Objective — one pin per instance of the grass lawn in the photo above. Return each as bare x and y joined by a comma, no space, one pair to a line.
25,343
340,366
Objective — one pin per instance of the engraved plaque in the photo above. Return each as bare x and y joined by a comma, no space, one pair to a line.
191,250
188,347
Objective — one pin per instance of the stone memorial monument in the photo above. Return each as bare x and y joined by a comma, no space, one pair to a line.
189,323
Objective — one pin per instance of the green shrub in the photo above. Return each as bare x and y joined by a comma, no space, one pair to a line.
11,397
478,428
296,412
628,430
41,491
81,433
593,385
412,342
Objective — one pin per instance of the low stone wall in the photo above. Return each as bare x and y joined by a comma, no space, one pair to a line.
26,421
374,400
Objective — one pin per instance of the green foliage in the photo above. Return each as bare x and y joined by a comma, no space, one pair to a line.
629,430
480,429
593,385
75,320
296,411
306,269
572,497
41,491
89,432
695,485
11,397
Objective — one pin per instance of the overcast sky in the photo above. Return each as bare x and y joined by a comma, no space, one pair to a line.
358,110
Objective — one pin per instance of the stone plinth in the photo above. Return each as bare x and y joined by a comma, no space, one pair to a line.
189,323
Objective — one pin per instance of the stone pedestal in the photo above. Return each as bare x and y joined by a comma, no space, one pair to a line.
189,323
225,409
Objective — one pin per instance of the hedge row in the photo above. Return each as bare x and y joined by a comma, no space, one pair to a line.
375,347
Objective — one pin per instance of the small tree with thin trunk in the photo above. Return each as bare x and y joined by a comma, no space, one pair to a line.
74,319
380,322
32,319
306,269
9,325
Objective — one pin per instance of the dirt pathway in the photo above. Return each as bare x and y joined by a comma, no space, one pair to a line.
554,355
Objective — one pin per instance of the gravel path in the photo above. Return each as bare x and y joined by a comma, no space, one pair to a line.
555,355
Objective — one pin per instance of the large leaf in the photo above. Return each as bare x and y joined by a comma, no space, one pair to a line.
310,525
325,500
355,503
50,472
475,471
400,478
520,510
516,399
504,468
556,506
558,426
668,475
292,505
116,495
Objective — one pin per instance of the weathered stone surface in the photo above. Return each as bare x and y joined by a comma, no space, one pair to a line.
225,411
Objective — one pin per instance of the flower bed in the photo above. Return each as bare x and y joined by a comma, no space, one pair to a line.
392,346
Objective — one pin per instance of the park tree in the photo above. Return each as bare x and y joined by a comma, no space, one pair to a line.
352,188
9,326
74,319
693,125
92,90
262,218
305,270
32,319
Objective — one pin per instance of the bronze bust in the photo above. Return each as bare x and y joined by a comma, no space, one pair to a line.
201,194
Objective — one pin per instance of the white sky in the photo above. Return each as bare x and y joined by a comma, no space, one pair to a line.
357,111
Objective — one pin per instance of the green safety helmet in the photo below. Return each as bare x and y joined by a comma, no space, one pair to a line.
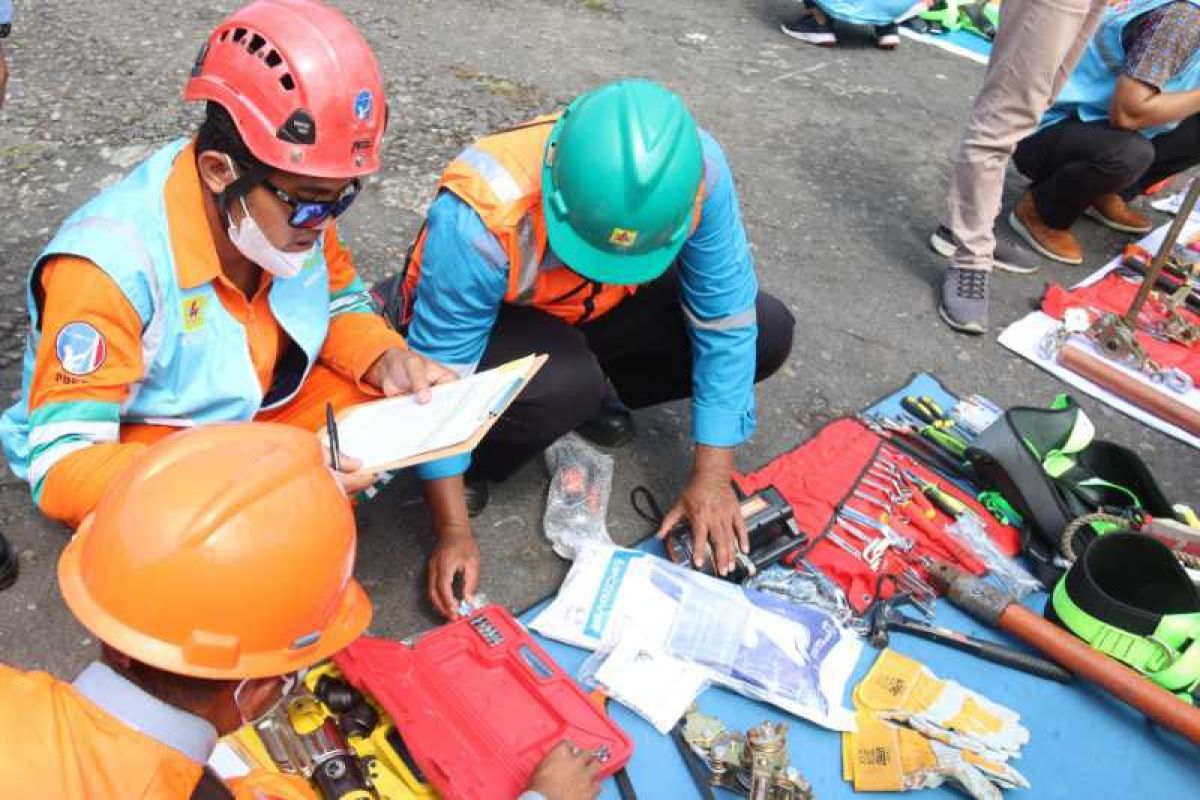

What needs to be done: Copy all of the records above word for word, line by line, leaving out the pictures.

Response:
Objective — one pin per instance of the grass lawn in the photo above. Return each as bare x and y joined by a comma, no space, one pair to a line.
25,343
340,366
Objective — one pin per instance of the engraved plaque in the photo above. Return each as bare x and y joined by a comma, no space, one pair to a line.
191,250
188,347
Objective — one pin per instance of the stone memorial monument in the photo above. Return each as bare x and y joined by a comma, no space, one pair to a line.
189,323
Objective — one pin per instance of the green shrub in the photo above. Return each as bare x and y joined by a comma, no space, one pair to a line.
11,397
478,428
296,412
628,430
41,491
81,433
593,385
412,342
Objective — one pin per instance of the low stone wall in the photo above. Return each as bare x and y joined by a comma, no space, one pair to a line.
26,421
374,400
Objective — one pin per instance of the green foliage in the photo above. Return each as bare x and y joined by a comma, no space, one pair to a line.
629,430
480,429
593,385
75,320
296,411
306,269
572,497
41,491
89,432
695,485
11,397
Objective — one pin per instance of the overcast sky in the photo above. Return each as bare x and y joined by a comma, no space, one pair to a line.
358,110
Objective — one pin per instance of the stone plinth in the photo above. Return each as bare x and y joined by a comma, no space, one pair to a line.
189,323
Objective — one pin per instance of the stone pedestal in the photo above. Return each as bare x and y joined by a comma, no space, one pair to a line.
189,323
225,409
Objective — one pin per instance of the hedge row in the photo above. Return each as bare x and y joined by a comma, no space, one pair to a line.
375,347
Objective — one pin per instance of the small tree with thin trunk in the photo above. Return each as bare x and y joined by a comma, no space, one pair to a line.
74,319
380,322
32,319
306,269
9,325
Objective — one pin per instance of the dirt pathway in the photo above. Return each as bare x and y joined by a comma, no space, one pair to a line.
554,355
Objective — one pin per instance of the gravel path in the photo above. Return each as bare x and y joined by a comma, no space, one pair to a line.
555,355
Objective — one pin per instance of the large leaf in the photo above. Return each as bare x and y joined by a comma, no space, one pair to a line.
310,525
325,500
355,503
50,472
475,471
400,478
520,510
516,399
504,468
556,506
558,426
668,475
292,505
116,495
Objective — one pin per instance of the weathered stone surface in the photo above. Return each as bare x and y joined by a comma, no space, one pair to a line.
225,411
Objective — one pin per instance of the flower bed in the photo above. Return each as bare x and y joined by a comma, no space, one pair to a line.
392,346
Objective — one pin per instance of the park tree in the photo above. Return each as bare x and y joined by a comma, no space, one pair to a line.
352,188
9,326
74,319
693,125
92,90
262,218
305,270
32,319
Objective — one pin per instance of the bronze bust in the photo above. Return each as bare x and y joined by a comma, no space, one pair to a line.
201,194
Objective — one pin per instance of the white sky in the photo above. Return each as bare x and y joined by a comma, no space, one pair to a line.
357,111
Objective — one pin per instance of the green safety helmet in the photo below. Return each as bare x and y joined by a comma, no space, one pair to a line.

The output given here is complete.